[Entries from a point annotation set]
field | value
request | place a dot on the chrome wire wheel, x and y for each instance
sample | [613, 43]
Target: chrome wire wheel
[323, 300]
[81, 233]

- _What to work on_
Please edit the rows so that every "chrome wire wheel" becomes "spoked alloy wheel", with nothing else changed.

- _Expected answer_
field | value
request | place a dot on the spoked alloy wheel, x and y for each instance
sample | [613, 43]
Target: spoked alloy wheel
[323, 300]
[81, 233]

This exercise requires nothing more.